::: TEXT PASSAGE :::

Inspiration is still there to be in the studio and I will continue to make music regardless of gigs or not. Searching for new music does revolve around podcasts, streams and gigs. Unfortunately I have always been single minded so I’m all in on one project or not at all. I have trouble balancing everything but I find making lists and dividing my days helps.
> Elements is your label and events brand, where do you see it going next, and what is already booked in?
Nothing is planned right now. It’s such a transitional period that I am more in an observing period, so for now the label will just release my own music until I know that I can offer other artists a better platform.
> It seems like you have helped lead a wave of heavy, industrial sounds these last years. How much of that was influenced by the Birmingham scene, as in addition to the city’s House Of God events, it’s also been home to the likes of Regis, Female and Surgeon?

:::

▶ [WHAT YOU HAVE TO DO]: Can you carry on the music interview past its final question about the Birmingham scene? The listing after this point is separate material with no connection to the interview.

::: SOURCE MATERIAL :::

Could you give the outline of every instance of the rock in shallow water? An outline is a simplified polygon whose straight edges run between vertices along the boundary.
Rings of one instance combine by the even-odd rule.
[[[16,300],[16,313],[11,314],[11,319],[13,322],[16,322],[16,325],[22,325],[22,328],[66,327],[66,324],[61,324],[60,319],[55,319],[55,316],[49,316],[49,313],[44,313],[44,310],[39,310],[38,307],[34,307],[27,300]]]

:::

▶ [ANSWER]:
I love BMB and their take on industrial, I enjoyed learning about what influenced their music and learning more about the roots of industrial techno. I am unsure my music is a direct influence of that, as I think I am more influenced by my grunge teenage years, I still love the energy from live bands that have a punk attitude, the energy is incredible and I want to try and capture that, not always to great success, but it’s probably my biggest challenge. I still feel like I don’t create the music I play, it always feels my DJing is always one step ahead in selection rather than what my productions are saying.
> Self-evolution is a quality you seem to cherish, are you already thinking of a new sound to pursue or for now are you quite settled?
I’ve been making more breakbeat tracks and looking back into this genre more and more. I think it’s the “ying” to the hard and straight techno sound “yang” that has been about for the recent years. I have always had one or two in my sets but now its just giving me life when I listen to this music. I think we will start hearing more and more of this sound within techno in the next months.
> As we know there are sometimes long waits for releases to come out, have you lots of music in the pipeline and which labels do you most want to release on?
My next EP is due on Soma at the end of October and then a third EP on Elements is planned in the New Year, hopefully showcasing more of the breakbeat sounds I am working on. As for other labels I am happy right now with Soma and Elements.
> What have you yet to achieve in your life, do you have goals outside of a career in music?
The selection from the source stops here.